THE TASK ::
Rescale the items from the line containing "lab coat collar?" through the line containing "x=527 y=332", inclusive, and reproduce every line in that span, the requests included. Multiply each answer coordinate by 0.25 and round to a whole number (halves round up), leaving the requests and their format samples unchanged.

Dataset excerpts on object pointing:
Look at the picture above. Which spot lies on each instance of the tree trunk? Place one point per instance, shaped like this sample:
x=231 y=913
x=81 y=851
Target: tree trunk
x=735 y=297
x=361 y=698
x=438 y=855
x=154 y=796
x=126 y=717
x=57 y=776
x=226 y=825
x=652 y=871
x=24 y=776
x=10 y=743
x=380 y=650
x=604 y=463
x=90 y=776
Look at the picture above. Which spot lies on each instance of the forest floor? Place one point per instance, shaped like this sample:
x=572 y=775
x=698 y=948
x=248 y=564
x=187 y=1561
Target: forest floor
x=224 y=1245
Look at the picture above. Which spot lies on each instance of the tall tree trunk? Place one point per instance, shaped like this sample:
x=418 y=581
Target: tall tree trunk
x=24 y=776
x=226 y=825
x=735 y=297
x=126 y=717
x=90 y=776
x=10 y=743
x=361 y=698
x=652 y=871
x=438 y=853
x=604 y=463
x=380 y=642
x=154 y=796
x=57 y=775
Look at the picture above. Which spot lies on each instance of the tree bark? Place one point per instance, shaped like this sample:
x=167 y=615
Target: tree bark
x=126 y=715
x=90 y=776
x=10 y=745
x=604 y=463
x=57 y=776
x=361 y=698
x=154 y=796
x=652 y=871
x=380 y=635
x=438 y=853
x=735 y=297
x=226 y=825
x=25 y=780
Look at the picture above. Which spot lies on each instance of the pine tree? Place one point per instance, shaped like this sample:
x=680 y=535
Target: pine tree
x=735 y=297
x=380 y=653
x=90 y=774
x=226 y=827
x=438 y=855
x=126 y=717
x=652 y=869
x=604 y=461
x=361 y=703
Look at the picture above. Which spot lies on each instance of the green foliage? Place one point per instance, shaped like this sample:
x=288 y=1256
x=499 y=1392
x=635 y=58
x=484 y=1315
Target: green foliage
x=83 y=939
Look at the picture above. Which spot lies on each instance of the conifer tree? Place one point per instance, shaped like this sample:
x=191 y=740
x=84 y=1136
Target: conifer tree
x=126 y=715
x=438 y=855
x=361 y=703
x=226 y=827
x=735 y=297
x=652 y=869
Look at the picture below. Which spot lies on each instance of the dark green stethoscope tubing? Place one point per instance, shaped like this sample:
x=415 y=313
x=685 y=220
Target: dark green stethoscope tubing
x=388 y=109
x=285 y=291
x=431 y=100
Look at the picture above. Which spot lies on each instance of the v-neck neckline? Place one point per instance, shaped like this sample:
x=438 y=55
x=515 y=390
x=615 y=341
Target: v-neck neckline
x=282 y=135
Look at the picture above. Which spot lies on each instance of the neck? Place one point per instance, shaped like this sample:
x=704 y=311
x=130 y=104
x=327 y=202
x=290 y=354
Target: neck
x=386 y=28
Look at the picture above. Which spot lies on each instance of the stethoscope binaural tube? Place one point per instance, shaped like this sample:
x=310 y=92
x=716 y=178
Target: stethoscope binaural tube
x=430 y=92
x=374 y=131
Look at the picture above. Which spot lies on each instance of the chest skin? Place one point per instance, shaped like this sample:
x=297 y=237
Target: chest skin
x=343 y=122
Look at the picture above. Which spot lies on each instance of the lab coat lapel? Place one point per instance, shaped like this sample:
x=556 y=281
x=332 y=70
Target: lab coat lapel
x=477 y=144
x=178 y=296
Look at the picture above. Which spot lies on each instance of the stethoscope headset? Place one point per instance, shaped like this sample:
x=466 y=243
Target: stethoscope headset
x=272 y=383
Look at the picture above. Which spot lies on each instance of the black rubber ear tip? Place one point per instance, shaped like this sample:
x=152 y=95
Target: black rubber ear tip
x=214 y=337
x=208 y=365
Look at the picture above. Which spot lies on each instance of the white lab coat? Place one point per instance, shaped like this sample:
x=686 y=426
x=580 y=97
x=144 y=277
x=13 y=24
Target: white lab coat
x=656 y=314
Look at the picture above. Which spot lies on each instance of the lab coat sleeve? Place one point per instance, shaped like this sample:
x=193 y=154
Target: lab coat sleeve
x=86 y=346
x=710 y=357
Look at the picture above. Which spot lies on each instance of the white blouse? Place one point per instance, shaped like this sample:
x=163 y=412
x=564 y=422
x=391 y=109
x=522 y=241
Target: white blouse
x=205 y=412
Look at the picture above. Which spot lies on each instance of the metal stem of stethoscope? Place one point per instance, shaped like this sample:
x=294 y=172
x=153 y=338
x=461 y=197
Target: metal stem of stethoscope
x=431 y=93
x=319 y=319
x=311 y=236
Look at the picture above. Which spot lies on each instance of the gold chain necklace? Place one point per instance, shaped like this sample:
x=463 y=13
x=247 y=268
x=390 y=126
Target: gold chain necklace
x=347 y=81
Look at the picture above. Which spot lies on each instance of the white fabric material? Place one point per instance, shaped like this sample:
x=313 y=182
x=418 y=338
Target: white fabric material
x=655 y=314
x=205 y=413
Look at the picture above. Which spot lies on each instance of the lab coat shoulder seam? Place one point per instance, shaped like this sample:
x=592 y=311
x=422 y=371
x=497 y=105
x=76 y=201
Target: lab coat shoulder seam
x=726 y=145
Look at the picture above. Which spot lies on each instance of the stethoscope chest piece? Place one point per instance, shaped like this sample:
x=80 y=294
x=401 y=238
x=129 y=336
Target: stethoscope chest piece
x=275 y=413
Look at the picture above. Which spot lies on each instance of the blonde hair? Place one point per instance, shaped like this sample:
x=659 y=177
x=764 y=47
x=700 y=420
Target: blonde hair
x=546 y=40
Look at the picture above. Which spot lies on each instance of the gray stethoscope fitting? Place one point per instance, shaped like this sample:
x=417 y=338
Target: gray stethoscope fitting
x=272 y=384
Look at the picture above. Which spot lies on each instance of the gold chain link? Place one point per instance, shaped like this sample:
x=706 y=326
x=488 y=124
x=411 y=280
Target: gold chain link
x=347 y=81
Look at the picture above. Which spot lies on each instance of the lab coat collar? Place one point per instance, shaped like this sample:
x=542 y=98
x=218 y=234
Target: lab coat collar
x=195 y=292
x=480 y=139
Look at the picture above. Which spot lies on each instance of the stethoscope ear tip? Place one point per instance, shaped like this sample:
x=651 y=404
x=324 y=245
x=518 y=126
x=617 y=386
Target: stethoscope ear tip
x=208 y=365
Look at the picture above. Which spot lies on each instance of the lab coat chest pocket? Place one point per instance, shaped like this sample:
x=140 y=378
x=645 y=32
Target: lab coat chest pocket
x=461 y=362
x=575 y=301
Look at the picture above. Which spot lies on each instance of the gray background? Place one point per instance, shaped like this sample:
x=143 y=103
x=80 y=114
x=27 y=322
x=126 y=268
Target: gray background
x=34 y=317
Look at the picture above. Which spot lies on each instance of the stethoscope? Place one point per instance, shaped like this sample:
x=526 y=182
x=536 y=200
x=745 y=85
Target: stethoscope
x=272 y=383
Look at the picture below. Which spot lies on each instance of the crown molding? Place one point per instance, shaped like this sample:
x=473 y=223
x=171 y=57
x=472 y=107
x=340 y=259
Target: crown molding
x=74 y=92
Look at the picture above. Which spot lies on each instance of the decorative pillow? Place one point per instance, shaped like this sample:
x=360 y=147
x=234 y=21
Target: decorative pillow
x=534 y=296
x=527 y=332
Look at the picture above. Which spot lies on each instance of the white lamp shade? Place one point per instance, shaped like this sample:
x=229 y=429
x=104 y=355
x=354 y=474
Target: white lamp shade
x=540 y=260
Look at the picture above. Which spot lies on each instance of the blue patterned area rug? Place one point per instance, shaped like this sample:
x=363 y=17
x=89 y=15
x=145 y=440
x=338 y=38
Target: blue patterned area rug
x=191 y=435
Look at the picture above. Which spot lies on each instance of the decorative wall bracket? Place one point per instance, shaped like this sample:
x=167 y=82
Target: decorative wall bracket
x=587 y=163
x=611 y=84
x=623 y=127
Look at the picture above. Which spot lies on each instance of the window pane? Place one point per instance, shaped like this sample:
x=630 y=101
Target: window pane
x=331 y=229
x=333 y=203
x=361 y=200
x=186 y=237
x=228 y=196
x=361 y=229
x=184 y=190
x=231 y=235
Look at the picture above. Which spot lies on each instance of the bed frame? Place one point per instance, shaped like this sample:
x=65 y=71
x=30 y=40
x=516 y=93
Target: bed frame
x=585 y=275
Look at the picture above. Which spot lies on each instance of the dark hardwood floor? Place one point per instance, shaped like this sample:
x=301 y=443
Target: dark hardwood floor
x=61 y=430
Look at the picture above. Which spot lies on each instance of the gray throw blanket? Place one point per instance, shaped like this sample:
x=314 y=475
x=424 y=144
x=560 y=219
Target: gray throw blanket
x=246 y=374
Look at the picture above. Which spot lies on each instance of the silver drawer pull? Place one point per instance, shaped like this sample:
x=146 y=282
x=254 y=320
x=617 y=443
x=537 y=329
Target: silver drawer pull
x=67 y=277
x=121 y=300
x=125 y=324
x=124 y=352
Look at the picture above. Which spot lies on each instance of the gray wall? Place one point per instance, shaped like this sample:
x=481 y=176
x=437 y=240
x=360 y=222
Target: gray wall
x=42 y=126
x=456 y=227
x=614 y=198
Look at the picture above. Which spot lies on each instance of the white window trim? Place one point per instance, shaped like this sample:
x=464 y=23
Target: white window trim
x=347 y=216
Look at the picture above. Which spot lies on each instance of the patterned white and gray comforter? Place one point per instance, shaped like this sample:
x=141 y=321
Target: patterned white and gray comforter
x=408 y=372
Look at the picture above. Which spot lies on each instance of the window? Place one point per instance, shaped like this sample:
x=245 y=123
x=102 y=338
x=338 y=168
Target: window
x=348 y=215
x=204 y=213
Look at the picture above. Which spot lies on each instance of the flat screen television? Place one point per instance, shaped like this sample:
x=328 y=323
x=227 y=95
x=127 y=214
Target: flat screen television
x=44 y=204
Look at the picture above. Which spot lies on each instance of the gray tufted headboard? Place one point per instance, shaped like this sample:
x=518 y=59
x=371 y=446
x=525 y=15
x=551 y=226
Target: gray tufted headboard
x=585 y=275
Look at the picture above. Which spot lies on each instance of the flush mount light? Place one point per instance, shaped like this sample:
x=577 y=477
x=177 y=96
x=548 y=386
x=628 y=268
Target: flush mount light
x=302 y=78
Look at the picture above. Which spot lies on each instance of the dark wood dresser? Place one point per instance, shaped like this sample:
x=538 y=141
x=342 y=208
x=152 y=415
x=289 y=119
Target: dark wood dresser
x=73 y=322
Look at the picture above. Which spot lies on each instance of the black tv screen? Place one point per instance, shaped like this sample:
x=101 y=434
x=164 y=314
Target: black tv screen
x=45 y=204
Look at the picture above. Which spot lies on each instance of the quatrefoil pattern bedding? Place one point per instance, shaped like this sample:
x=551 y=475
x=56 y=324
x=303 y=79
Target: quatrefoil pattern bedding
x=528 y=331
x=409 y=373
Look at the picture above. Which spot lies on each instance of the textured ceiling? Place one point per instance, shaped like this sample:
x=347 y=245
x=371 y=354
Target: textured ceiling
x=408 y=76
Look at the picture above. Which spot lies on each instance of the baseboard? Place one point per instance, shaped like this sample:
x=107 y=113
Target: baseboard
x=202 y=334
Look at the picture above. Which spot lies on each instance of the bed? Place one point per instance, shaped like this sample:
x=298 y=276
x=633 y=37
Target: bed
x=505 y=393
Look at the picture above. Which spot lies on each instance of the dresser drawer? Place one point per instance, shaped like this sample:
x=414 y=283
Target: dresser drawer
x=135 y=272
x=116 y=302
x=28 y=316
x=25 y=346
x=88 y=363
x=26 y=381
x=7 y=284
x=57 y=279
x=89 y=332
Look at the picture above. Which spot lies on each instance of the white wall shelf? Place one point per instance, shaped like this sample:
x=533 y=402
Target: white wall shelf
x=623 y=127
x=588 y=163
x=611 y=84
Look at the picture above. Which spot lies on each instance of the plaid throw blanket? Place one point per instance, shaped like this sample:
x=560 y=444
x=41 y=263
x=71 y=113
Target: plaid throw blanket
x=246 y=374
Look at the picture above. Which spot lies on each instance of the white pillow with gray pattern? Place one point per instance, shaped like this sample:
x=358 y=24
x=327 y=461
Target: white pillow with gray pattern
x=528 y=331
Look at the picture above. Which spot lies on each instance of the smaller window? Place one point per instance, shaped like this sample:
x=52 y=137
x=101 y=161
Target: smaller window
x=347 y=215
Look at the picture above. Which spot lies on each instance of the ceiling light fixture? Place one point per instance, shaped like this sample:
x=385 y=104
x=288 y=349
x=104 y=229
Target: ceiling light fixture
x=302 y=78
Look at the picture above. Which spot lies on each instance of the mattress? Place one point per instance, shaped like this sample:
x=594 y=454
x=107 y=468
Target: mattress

SOLUTION TO THE EXERCISE ::
Look at the picture above. Which spot lies on each instance of the lab coat collar? Place one point per instance, shaped like this sample:
x=542 y=98
x=218 y=234
Target: lab coat collar
x=49 y=73
x=120 y=35
Look at the picture above. Which spot lies on each instance of the stethoscope ear tip? Place one point per instance, shaped like this sample:
x=651 y=404
x=324 y=245
x=518 y=126
x=617 y=386
Target: stethoscope ear tip
x=52 y=91
Look at the picture above. Which spot lies on each instance of the lab coat chest pocket? Place one point per instance, shaped like this sample:
x=140 y=378
x=645 y=32
Target: lab coat chest pocket
x=115 y=91
x=144 y=75
Look at the picture above. Which spot lies on each instance of the gray background? Place one point per instance, shaped like this sample:
x=143 y=103
x=80 y=114
x=27 y=322
x=126 y=268
Target: gray background
x=9 y=79
Look at the picture above. Which spot lies on each instance of the stethoscope? Place one point per instance, shaped like this sample:
x=526 y=182
x=536 y=200
x=745 y=85
Target: stethoscope
x=68 y=96
Look at the picture below. Which spot lies on each instance of the crown molding? Place one point per instance, shaped like this sample:
x=473 y=223
x=171 y=57
x=472 y=107
x=340 y=259
Target: crown molding
x=19 y=23
Look at the picture above. Which spot lies on each instance of the decorative pillow? Place one point per instance, shaped like this sample:
x=360 y=147
x=234 y=21
Target: decorative pillow
x=134 y=74
x=132 y=83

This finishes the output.